Membaca headline kemarin, saya merasa ada sebuah analisis yang salah di sini. Sehingga, saya merasa ini harus diluruskan. Tulisan dari Ujang Bandung, bisa membawa ke arah nalar yang mengarah ke zona nyaman dan menghambat kemajuan negara. Mari kita bahas.
Analogi 1:
Suatu saat seorang peternak tambak ikan tengah sibuk mempersiapkan pembangunan kolam-kolam besar nan megah yang diperuntukkan bagi ikan-ikannya yang jumlahnya sudah teramat banyak untuk menggantikan kolam-kolam kecil yang dianggapnya sudah tidak representatif lagi bagi ikan-ikannya, tetapi sayang ia teramat fokus pada pembangunan infrastruktur kolam ikannya, sampai lupa bahwa ikan-ikan yang hendak diselamatkannya justru tengah berada di air yang sudah teramat keruh, sehingga sebagiannya malah mati! Sang pengelola ikan telah melakukan kesalahan yang fatal, seharusnya antara membangun infrastruktur kolam dengan memperhatikan ikan dilakukan secara berimbang. Dengan kata lain semua ikan-ikannya harus DIJAMIN hidup aman terlebih dahulu, sebelum infrastruktur itu dibangun.
Pembahasan:
Sekarang kita pikirkan saja, seandainya jika ikan-ikan tersebut terus ada di dalam kolam kecil, lama-lama mereka akan berkembang biak dan kolam tersebut akan menjadi semakin sempit dan sesak. Bukan tidak mungkin ikan besar pada akhirnya akan memakan ikan kecil, karena persediaan mereka semakin sedikit. Semua hanya masalah waktu saja. Jadi apa yang dimaksud ‘dijamin’?
Tidak pernah ada jaminan bahwa setelah rakyat makmur, infrastruktur baru dibangun, maka rakyat tidak akan bermasalah. Pertanyaannya kemudian, kapan rakyat akan makmur? Justru dengan pembangunan infrastuktur, potensi wisata dan pemasukan lebih besar. Artinya pada awalnya akan sulit, namun ke depannya, infrastruktur yang telah dibangun akan lebih menolong hajat hidup banyak.
Pilihannya hanya dua sekarang. Membangun infrastruktur dan mengeluarkan kebijakan tidak populer yang menyusahkan rakyat, tapi 5 tahun akan datang bisa kita nikmati dan badai akan berlalu. Atau tetap dalam kolam kecil dan 10 tahun yang akan datang, perkembangannya sangat kecil dan rakyat tetap bersungut-sungut, sedangkan inflasi terus meningkat. Nominal uang terlihat besar, tapi nilainya kecil?
Menjadi seorang pemimpin bukan perkara mudah. Kita memutuskan arah dan strategi yang akan diimplementasikan. Pasti ada hal-hal yang harus dikorbankan untuk mencapai satu tujuan besar. Kemakmuran rakyat adalah hal utama, justru karena itu adalah tujuan utama, maka jelas prioritasnya adalah pendidikan dan kesehatan. Dan semua hal tersebut membutuhkan anggaran.

======

TUGAS A
Tentukan apakah setiap pernyataan berikut sesuai dengan teks rujukan, lalu jawab ya atau tidak disertai kutipan kata-kata penentunya dari teks: (i) dalam Analogi 1, peternak terlalu fokus membangun kolam sehingga sebagian ikannya mati; (ii) penulis menyatakan ada jaminan bahwa rakyat tidak akan bermasalah jika infrastruktur dibangun setelah rakyat makmur; (iii) penulis menyebut pendidikan dan kesehatan sebagai prioritas.
TUGAS B
Salin bagian teks rujukan dari "Pilihannya hanya dua" sampai "tapi nilainya kecil?" tanpa mengubah satu kata pun.

DATA TERSIMPAN
======

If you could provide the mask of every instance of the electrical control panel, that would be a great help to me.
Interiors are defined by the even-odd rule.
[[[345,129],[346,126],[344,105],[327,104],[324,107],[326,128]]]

======

HASIL A
(i) Ya: "sampai lupa bahwa ikan-ikan yang hendak diselamatkannya justru tengah berada di air yang sudah teramat keruh, sehingga sebagiannya malah mati!"
(ii) Tidak: "Tidak pernah ada jaminan bahwa setelah rakyat makmur, infrastruktur baru dibangun, maka rakyat tidak akan bermasalah."
(iii) Ya: "maka jelas prioritasnya adalah pendidikan dan kesehatan."

HASIL B
Pilihannya hanya dua sekarang. Membangun infrastruktur dan mengeluarkan kebijakan tidak populer yang menyusahkan rakyat, tapi 5 tahun akan datang bisa kita nikmati dan badai akan berlalu. Atau tetap dalam kolam kecil dan 10 tahun yang akan datang, perkembangannya sangat kecil dan rakyat tetap bersungut-sungut, sedangkan inflasi terus meningkat. Nominal uang terlihat besar, tapi nilainya kecil?